▶ [To-do list]
• A. Answer these questions about the forum thread on a dog's behavior after spaying:
(i) How many weeks before the first post was the dog spayed?
(ii) What does the first poster leave with the dog when she is alone?
(iii) Where did the family in the second post leave their dog overnight?
• B. From the forum thread on a dog's behavior after spaying, quote the passage between "I know this" and "(Jun 24, 2010)", inclusive.

▶ [Reading passage]
┄┄┄┄┄┄┄┄┄┄┄┄┄┄┄┄┄┄┄┄
# Bitch is hyper after spaying!



## SeriousSeth (Jul 19, 2011)

We got our bitch spayed 5 weeks ago. Beforehand she was the perfect dog all of the time. Perfect when we were around and we could leave her in the house for 5 hours and come back and all she would have done is slept. Since the op we can't leave her in the house for even 30 minutes without coming back to find that she's destroyed half of the living room. She never eats anything, just shreds CDs, pens, any paper thats left on the coffee table. 99% of things I have read online talk about a dog calming down after spaying, but Betsy seems have turned into a little devil since. 
She's still perfect when we are about, its only when she's left. We leave two kongs with her full of tasty stuff for her to try and keep her occupied.
Anyone have any helpful suggestions?

Thanks in advance peeps


----------



## WhippetyAmey (Mar 4, 2012)

How long did she stay at the vets for? 

I know this is not the same thing, but when my OH's family left there dog in a kennel over night, he turned into a monster when he came home and was never the same dog - a lot more clingy, barky and as soon as you came home would eat to reassure itself...

Did the vets say there were any problems with the spay? All I can think of is doing what you did with her at the beginning when she was a pup and retain...  Sorry not much help!


----------



## Twiggy (Jun 24, 2010)
┄┄┄┄┄┄┄┄┄┄┄┄┄┄┄┄┄┄┄┄
Rows from a dataset:
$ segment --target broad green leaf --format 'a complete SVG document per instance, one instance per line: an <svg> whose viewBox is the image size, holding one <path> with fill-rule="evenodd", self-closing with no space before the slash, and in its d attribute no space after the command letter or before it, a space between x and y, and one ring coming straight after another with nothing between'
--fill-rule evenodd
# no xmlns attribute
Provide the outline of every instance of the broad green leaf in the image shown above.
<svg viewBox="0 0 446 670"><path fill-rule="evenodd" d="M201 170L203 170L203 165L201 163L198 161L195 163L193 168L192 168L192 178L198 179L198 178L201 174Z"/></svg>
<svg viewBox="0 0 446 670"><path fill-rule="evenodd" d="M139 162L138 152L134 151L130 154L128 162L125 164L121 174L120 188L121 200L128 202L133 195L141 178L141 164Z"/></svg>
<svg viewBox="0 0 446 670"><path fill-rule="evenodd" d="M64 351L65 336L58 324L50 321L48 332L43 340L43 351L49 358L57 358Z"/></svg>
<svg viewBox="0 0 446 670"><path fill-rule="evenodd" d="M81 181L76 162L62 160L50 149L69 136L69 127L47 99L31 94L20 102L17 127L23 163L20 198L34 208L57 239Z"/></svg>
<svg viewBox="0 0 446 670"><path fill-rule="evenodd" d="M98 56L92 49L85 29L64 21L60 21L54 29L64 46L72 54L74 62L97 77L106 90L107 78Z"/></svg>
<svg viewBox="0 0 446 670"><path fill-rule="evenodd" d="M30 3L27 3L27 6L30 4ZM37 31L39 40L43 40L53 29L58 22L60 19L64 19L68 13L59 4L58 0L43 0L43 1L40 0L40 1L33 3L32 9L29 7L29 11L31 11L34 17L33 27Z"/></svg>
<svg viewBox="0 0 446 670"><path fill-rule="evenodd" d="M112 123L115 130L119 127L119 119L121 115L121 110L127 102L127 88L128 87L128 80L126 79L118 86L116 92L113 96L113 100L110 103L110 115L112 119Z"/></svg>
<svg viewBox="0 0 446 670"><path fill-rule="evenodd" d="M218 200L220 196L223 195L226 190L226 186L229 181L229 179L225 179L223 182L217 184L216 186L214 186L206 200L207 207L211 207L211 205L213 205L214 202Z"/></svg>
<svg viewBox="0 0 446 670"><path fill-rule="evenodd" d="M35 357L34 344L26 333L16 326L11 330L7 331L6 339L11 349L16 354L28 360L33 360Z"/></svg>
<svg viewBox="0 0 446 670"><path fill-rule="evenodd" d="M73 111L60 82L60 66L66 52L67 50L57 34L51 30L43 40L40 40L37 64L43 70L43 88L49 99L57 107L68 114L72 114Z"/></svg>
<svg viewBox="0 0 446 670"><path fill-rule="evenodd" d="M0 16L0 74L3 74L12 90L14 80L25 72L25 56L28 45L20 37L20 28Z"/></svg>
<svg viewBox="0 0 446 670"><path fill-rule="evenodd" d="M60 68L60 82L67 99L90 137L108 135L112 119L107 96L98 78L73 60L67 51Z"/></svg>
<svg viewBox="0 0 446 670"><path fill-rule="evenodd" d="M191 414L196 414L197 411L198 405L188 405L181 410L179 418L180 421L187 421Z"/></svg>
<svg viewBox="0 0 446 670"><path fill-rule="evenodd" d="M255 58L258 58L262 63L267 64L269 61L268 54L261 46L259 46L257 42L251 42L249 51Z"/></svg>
┄┄┄┄┄┄┄┄┄┄┄┄┄┄┄┄┄┄┄┄
▶ [Expected outputs]
• A.
(i) Five weeks.
(ii) Two kongs full of tasty stuff.
(iii) In a kennel.

• B.
I know this is not the same thing, but when my OH's family left there dog in a kennel over night, he turned into a monster when he came home and was never the same dog - a lot more clingy, barky and as soon as you came home would eat to reassure itself...

Did the vets say there were any problems with the spay? All I can think of is doing what you did with her at the beginning when she was a pup and retain...  Sorry not much help!


----------



## Twiggy (Jun 24, 2010)